* **Objectif**
Poursuivez l'extrait de décision sur le droit de retour en Inde de la demanderesse après sa dernière phrase, dans le même style juridique.

IV.             Questions à trancher

[16]           La présente affaire soulève les questions suivantes :

1.                  Quelle est la norme de contrôle applicable à la décision de la SAR?

2.                  La SAR s’est‑elle fondée sur la bonne méthode d’analyse pour examiner la décision de la SPR?

3.                  La SAR a‑t‑elle commis une erreur en acceptant la conclusion de la SPR selon laquelle la demanderesse serait vraisemblablement autorisée à retourner en Inde?

4.                  La SAR a‑t‑elle commis une erreur en ne se penchant pas sur la question de savoir si un refus du droit de retour constituerait de la persécution?

Compte tenu de mes conclusions, seuls les points 1 et 3 méritent d’être examinés.

V.                Observations des parties

A.                Observations de la demanderesse

(1)               Norme de contrôle applicable à la décision de la SAR

[17]           La demanderesse soutient que l’application du bon critère par la SAR pour déterminer si la demanderesse pourrait retourner en Inde constitue une question de droit qui doit donc faire l’objet d’un contrôle selon la norme de la décision correcte.

(2)               Examen de l’incapacité de la demanderesse de retourner en Inde

[18]           La demanderesse soutient que la SPR n’a pas tenu compte des éléments de preuve pertinents qui révèlent qu’elle ne peut s’appuyer sur [traduction] « aucun fondement juridique pour retourner en Inde » et que son retour n’est pas certain. La demanderesse s’appuie sur l’arrêt Thabet pour soulever la proposition selon laquelle la SPR doit se demander si un apatride peut retourner dans un pays de résidence habituelle antérieure et, dans la négative, doit déterminer si le refus du droit de retour constitue de la persécution.

[19]           LA SPR devait examiner cette question avant de déterminer si la demanderesse fait l’objet de persécution en Inde et si elle risque de se faire expulser vers la Chine. Le fait de ne pas avoir examiné cette question constitue une erreur de droit, laquelle est aggravée par le fait que la SAR a déduit que le retour de la demanderesse était assuré par le tampon figurant sur son certificat d’identité. La SAR a fait abstraction des autres éléments de preuve pertinents révélant que, pour être autorisée à retourner en Inde, la demanderesse doit avoir le tampon présentant l’inscription [traduction] « aucune objection au retour en Inde » ainsi qu’un visa délivré par un consulat de l’Inde à l’étranger. Il ressort également de la preuve que les consulats de l’Inde à l’étranger ne sont aucunement tenus de délivrer un visa de retour aux titulaires d’un certificat comportant le tampon susmentionné.

* **Données fournies**
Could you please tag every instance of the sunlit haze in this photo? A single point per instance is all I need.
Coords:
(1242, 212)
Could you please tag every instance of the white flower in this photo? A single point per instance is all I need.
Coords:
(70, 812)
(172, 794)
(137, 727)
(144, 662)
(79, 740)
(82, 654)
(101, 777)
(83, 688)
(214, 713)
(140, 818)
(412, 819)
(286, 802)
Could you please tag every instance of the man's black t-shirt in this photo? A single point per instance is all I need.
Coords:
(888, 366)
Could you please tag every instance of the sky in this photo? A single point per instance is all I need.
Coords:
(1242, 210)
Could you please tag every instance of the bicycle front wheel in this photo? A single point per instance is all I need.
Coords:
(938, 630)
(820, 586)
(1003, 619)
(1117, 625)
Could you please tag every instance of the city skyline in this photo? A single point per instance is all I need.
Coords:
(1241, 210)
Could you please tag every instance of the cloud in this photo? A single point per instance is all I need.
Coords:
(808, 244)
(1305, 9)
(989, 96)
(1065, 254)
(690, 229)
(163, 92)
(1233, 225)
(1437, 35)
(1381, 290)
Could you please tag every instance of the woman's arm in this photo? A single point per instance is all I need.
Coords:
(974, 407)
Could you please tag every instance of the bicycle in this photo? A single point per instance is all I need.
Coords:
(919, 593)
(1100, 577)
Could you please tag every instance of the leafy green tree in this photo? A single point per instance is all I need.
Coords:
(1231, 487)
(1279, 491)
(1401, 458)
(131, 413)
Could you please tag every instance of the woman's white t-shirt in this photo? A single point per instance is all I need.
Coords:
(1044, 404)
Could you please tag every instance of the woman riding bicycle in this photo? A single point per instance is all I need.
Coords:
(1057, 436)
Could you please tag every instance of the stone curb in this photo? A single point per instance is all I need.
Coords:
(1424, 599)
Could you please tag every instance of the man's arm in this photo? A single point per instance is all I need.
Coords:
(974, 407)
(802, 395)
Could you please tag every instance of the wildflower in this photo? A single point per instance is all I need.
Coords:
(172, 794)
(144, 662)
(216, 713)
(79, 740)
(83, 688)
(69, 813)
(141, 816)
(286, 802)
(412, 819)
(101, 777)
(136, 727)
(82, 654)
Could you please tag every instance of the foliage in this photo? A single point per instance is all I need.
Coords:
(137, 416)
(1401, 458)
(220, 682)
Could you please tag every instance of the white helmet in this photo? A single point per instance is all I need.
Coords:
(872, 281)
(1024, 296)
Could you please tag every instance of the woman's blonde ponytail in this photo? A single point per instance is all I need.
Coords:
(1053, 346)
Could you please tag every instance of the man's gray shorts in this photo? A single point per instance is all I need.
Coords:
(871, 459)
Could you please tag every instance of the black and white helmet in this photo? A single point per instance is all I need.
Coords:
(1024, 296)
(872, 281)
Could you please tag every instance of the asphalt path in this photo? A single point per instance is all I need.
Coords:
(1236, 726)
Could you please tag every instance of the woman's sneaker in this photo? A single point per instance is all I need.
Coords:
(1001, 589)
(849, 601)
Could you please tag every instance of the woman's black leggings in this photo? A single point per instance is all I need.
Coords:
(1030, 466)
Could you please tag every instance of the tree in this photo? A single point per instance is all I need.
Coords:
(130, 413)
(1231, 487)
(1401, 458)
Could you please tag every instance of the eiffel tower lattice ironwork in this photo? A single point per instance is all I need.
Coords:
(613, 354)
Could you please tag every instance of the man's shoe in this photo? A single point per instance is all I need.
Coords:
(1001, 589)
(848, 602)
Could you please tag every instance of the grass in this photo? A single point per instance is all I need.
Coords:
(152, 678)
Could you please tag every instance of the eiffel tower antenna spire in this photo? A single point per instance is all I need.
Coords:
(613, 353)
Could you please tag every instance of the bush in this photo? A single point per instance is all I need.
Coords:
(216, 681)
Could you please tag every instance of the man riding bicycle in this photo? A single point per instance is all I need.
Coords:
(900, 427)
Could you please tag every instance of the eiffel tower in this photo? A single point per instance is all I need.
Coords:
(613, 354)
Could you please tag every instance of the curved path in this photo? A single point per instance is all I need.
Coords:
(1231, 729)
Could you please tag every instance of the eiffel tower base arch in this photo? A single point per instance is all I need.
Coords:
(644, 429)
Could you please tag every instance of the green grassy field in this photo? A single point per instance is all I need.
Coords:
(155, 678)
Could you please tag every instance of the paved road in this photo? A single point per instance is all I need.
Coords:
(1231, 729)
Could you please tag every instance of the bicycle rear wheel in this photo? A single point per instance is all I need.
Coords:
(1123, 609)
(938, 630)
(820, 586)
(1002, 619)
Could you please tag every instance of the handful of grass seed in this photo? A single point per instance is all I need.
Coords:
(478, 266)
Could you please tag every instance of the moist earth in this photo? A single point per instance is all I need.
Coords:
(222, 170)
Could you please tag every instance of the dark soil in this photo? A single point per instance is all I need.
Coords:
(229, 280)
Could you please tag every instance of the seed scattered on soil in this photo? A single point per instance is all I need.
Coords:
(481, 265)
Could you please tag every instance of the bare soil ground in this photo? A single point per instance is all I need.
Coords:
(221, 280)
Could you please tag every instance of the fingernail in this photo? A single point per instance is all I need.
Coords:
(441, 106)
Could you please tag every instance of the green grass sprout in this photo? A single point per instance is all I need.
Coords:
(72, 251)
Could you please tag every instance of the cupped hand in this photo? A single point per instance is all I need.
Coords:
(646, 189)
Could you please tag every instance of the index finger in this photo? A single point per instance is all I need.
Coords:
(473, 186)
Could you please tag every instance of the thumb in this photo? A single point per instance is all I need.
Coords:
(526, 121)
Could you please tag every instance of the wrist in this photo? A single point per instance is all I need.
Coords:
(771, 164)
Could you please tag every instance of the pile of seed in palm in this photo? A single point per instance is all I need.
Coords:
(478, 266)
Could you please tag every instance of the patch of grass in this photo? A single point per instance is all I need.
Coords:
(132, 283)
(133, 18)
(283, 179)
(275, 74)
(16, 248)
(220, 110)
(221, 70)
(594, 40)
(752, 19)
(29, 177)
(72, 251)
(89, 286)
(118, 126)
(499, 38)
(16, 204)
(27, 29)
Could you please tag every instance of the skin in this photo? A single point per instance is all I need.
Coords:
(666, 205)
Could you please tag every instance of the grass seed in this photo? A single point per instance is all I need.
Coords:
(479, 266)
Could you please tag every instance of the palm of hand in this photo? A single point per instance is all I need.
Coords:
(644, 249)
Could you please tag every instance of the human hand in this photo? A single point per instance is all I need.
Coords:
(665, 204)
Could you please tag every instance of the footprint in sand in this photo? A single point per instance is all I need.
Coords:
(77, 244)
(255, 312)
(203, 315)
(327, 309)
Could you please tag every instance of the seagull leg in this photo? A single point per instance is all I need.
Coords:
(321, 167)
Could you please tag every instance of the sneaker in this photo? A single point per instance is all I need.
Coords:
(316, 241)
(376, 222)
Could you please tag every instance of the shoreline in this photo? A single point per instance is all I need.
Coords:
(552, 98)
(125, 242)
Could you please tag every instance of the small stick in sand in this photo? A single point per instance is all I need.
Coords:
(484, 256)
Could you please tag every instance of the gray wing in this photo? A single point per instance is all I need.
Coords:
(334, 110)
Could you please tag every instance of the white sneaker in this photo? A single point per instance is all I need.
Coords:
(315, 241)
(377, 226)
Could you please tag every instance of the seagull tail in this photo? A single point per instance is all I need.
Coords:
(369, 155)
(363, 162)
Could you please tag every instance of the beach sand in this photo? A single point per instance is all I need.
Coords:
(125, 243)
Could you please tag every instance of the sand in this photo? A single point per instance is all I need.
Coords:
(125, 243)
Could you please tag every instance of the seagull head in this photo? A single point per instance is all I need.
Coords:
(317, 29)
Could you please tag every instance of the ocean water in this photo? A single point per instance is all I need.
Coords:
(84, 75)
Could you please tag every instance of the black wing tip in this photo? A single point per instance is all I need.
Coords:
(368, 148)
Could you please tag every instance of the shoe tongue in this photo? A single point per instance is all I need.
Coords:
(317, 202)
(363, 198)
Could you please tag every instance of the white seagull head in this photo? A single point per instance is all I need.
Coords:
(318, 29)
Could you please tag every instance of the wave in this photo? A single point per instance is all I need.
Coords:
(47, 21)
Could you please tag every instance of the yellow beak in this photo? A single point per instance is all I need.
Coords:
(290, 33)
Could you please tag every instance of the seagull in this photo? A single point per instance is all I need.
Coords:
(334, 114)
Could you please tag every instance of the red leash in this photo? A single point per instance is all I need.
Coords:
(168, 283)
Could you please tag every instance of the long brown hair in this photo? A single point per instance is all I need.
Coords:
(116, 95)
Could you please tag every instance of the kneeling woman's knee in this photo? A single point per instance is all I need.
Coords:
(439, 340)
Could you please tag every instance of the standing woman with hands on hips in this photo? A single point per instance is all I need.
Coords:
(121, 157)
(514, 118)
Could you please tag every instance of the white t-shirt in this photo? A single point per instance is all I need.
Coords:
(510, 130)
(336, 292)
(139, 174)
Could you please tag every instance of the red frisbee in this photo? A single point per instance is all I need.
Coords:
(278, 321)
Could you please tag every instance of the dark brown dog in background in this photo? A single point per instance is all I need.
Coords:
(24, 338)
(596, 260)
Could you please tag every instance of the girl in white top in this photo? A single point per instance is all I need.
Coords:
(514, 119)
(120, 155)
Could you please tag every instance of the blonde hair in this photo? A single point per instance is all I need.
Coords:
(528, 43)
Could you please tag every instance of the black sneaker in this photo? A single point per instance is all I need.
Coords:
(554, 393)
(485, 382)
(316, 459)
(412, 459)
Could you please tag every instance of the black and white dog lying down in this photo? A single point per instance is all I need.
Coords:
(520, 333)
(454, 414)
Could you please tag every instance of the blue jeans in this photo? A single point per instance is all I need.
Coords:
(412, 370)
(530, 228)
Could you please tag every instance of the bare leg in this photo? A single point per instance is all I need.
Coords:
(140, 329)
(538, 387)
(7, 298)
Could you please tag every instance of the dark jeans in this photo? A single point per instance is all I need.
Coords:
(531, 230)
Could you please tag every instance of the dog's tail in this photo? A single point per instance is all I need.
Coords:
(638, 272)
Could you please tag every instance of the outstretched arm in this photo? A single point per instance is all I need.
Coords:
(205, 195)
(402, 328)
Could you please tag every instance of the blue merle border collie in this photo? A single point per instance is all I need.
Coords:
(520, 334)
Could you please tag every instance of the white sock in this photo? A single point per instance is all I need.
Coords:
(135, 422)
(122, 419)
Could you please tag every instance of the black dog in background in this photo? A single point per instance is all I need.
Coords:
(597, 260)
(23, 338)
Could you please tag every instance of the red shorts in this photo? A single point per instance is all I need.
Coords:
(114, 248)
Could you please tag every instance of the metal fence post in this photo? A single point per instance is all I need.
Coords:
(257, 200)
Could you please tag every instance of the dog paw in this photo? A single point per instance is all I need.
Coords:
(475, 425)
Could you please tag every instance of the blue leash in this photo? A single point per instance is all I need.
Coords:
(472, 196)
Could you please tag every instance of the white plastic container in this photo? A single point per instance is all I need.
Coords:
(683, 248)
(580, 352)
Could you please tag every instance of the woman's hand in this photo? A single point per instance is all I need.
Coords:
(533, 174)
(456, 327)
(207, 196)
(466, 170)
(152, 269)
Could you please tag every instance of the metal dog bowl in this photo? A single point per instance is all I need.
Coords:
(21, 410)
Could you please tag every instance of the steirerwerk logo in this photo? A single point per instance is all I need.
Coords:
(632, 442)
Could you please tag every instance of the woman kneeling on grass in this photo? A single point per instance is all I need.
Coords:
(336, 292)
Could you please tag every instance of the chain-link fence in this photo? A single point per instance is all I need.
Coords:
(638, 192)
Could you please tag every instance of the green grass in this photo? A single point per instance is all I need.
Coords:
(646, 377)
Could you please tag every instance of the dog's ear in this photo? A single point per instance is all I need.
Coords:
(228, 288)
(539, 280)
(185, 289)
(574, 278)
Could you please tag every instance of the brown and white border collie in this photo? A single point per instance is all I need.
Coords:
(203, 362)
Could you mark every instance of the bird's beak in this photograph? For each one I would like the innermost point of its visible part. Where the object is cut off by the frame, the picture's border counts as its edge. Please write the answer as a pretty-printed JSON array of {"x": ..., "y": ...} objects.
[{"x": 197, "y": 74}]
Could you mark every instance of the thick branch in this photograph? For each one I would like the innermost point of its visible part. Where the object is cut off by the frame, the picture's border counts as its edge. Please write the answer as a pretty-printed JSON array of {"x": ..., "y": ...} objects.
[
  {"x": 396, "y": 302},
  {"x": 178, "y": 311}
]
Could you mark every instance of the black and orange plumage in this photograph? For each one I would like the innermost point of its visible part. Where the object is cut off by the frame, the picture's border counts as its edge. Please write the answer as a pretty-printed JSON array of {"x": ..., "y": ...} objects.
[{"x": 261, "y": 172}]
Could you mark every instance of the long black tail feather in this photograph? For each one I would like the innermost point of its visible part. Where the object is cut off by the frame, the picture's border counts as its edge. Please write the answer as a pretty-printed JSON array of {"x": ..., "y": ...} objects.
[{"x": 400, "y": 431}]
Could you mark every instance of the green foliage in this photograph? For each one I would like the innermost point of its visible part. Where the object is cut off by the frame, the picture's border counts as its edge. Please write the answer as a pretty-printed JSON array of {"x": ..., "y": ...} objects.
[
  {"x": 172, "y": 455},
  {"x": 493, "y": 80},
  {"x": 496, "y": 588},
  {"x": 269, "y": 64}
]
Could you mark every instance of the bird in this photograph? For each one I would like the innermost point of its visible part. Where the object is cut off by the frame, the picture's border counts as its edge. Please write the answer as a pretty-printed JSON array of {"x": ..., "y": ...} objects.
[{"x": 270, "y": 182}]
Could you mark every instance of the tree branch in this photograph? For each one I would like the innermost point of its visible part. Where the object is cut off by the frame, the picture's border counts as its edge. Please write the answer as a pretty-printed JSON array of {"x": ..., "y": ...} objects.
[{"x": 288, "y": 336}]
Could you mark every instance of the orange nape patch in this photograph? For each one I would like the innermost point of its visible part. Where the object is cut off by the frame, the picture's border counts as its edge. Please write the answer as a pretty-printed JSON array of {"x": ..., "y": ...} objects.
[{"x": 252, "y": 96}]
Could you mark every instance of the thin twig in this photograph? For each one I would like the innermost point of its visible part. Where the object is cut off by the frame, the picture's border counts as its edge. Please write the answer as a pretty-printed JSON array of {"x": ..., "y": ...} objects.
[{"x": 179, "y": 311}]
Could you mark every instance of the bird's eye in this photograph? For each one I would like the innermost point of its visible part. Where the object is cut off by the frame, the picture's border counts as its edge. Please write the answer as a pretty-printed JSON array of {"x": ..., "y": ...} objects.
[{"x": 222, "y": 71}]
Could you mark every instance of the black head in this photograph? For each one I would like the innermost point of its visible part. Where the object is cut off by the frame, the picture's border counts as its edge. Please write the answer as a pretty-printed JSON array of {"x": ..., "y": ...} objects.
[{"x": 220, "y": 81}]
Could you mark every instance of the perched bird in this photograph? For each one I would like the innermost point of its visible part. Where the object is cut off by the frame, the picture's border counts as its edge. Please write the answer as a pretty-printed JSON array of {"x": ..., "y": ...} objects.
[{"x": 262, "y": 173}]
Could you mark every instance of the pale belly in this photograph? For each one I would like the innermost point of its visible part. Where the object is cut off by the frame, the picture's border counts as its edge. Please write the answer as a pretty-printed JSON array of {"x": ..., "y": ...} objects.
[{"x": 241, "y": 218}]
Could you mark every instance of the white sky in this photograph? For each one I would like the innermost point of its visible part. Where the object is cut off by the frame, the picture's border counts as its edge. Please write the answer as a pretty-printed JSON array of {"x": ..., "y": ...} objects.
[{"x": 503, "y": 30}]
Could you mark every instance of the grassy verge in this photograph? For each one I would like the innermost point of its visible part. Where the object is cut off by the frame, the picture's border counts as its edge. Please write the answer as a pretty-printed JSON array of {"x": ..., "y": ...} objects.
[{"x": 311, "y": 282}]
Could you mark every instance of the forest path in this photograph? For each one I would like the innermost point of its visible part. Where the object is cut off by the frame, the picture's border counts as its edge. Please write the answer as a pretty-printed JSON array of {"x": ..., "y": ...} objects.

* **Résultat final**
[20]           Le fait que la SAR n’a pas tenu compte de cet élément de preuve important dont la SPR a également fait abstraction constitue une erreur susceptible de contrôle qui justifie que l’affaire soit renvoyée à la SAR pour un nouvel examen.

B.                 Observations du défendeur

(1)               Norme de contrôle applicable à la décision de la SAR

[21]           En ce qui a trait à la question de savoir si la SAR a appliqué le bon critère pour déterminer si la demanderesse pouvait retourner en Inde, le défendeur soutient que cette question commande l’application du droit aux faits et est donc susceptible de contrôle selon la norme de la raisonnabilité.

(2)               Examen de la capacité de la demanderesse de retourner en Inde

[22]           La SAR a tiré une conclusion raisonnable en confirmant la décision de la SPR selon laquelle la demanderesse pourrait vraisemblablement retourner dans son pays de résidence habituelle antérieure. Bien que cette décision soit justifiée sur la base du tampon figurant sur le certificat, rien dans le dossier n’indique que la demanderesse a soulevé cette question devant la SPR. C’est plutôt lors de l’appel interjeté à la SAR qu’elle a soulevé la question pour la première fois.

[23]           Il n’y a aucune preuve non plus au sujet de l’incapacité de la demanderesse à obtenir un visa pour retourner en Inde. Cette question est soulevée pour la première fois dans le cadre de la présente demande de contrôle judiciaire.

VI.             Analyse

[24]           Les parties s’entendent essentiellement pour dire que la véritable question en litige en l’espèce est plutôt restreinte. La demanderesse affirme que la SAR a commis une erreur au moment d’analyser son allégation selon laquelle elle a une crainte bien fondée d’être persécutée en Inde compte tenu de son apatridie et de son incapacité de retourner en Inde, son dernier pays de résidence habituelle, suivant l’arrêt Thabet.

[25]           La demanderesse craint que la SAR n’ait pas examiné la preuve de façon appropriée en ce qui a trait à cette question et qu’elle se soit fondée à tort sur l’analyse effectuée par la SPR, qui était inadéquate. Plus précisément, la demanderesse affirme que la SPR et la SAR ont toutes deux fait abstraction du fait que, pour retourner en Inde, la demanderesse devait d’abord obtenir un visa, ce qui n’est pas garanti.

[26]           Comme ce fut le cas dans d’autres affaires récentes portant sur le contrôle judiciaire d’une décision de la SAR en appel d’une décision de la SPR, les parties en l’espèce ne s’entendent pas sur la norme de contrôle qu’aurait dû appliquer la SAR dans le cadre de son examen de la décision de la SPR. La demanderesse soutient que la SAR était tenue d’examiner elle‑même la preuve et de tirer ses propres conclusions, tandis que le défendeur soutient que la SAR devait faire preuve de retenue à l’égard de la SPR et infirmer la décision uniquement si elle jugeait que cette dernière était déraisonnable.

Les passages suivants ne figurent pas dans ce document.